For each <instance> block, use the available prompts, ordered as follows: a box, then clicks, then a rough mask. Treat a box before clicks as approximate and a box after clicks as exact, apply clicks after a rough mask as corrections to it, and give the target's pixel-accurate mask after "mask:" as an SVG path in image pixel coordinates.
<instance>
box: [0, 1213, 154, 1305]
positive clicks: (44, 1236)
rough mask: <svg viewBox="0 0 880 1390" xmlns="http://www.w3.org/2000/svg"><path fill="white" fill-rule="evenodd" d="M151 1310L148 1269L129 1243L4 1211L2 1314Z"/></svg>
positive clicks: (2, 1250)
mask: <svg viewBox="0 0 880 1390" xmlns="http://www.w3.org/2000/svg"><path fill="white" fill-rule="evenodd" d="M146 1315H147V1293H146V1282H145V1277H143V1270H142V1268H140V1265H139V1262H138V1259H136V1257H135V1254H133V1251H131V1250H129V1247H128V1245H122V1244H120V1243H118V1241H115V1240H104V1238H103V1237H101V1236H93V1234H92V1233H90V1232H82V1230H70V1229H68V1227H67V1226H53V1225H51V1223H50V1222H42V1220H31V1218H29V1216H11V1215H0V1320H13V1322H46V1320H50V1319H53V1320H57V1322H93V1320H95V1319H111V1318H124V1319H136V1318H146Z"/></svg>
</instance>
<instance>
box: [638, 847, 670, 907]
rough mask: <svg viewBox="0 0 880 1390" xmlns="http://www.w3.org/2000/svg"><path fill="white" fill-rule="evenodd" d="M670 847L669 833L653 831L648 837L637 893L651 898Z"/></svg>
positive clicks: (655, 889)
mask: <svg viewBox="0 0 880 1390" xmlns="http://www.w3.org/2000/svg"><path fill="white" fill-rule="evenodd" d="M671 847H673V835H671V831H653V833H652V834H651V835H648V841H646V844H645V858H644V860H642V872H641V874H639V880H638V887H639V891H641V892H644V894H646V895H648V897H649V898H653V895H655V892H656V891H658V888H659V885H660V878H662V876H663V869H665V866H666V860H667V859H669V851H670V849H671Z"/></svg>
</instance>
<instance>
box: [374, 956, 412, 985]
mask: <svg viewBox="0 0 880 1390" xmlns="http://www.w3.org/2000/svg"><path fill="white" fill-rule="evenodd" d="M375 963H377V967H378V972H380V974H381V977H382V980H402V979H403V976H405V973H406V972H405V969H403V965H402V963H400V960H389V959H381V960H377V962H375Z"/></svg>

################

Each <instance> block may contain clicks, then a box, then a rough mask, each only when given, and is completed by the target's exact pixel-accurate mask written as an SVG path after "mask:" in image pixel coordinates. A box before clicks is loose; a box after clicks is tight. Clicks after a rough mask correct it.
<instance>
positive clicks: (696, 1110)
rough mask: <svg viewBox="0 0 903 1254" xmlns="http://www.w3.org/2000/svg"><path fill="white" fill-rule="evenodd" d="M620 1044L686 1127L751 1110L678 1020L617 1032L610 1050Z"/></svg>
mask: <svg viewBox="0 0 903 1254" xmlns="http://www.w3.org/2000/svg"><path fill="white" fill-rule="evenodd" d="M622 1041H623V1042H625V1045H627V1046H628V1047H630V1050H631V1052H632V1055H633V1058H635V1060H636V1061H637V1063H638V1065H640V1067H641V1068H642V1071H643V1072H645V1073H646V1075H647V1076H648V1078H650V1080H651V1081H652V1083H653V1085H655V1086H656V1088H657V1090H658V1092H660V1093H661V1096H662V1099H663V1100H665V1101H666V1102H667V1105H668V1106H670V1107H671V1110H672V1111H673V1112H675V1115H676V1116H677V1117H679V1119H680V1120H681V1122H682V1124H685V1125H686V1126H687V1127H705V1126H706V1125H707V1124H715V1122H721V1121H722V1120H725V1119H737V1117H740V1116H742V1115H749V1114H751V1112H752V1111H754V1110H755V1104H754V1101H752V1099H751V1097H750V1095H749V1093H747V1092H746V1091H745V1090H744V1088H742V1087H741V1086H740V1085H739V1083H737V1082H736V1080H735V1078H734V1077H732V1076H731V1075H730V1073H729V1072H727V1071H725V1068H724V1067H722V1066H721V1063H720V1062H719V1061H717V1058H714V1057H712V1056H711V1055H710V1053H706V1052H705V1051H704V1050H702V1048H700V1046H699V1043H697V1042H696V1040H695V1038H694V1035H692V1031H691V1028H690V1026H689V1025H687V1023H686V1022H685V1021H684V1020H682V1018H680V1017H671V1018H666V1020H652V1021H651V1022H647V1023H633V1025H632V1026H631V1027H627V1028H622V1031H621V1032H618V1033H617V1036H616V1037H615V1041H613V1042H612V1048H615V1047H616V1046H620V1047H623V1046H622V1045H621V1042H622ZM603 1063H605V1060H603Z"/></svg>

################

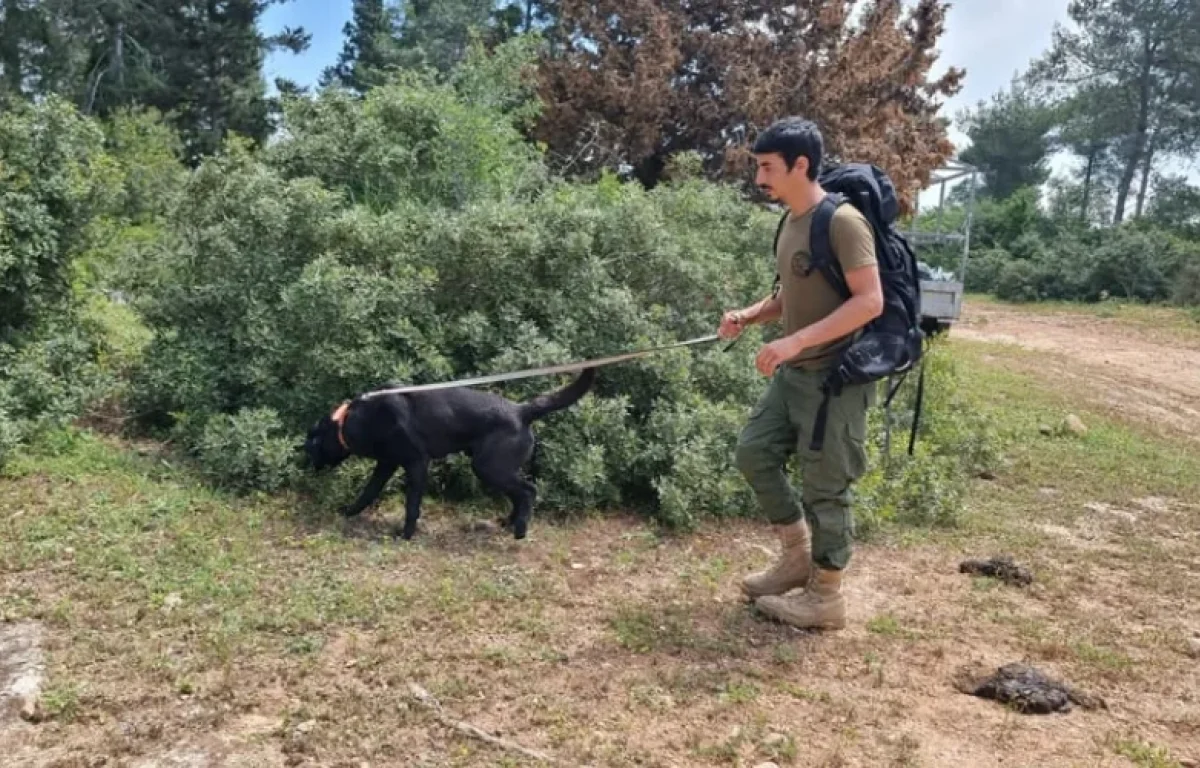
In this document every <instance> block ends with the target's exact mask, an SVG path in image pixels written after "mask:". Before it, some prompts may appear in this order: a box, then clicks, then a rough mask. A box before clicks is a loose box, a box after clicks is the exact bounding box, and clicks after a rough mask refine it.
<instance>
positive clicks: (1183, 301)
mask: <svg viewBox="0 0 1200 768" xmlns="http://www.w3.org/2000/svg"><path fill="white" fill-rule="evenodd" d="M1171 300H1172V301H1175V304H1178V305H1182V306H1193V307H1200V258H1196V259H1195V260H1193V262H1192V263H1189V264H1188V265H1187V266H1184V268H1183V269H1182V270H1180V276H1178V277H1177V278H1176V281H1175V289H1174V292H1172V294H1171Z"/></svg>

################

• _GOAL OF THE EXERCISE_
Please give the lines above as a numbered list, from the line with "Each <instance> block may" up to and including the line with "1044L686 1127L751 1110L678". Leave out any blank lines.

• _OUTPUT OF THE TASK_
1. Each <instance> block may contain clicks, then a box, then a rough mask, each only when given, and is completed by the target's exact pixel-accurate mask written as an SVG path after "mask:" in image pixel coordinates. A box before clicks is loose; a box after clicks is tight. Clicks after a rough mask correct it.
2. <instance>
3. positive clicks: (696, 1110)
4. rough mask: <svg viewBox="0 0 903 1254" xmlns="http://www.w3.org/2000/svg"><path fill="white" fill-rule="evenodd" d="M620 1044L686 1127L751 1110L678 1020L617 1032L610 1050Z"/></svg>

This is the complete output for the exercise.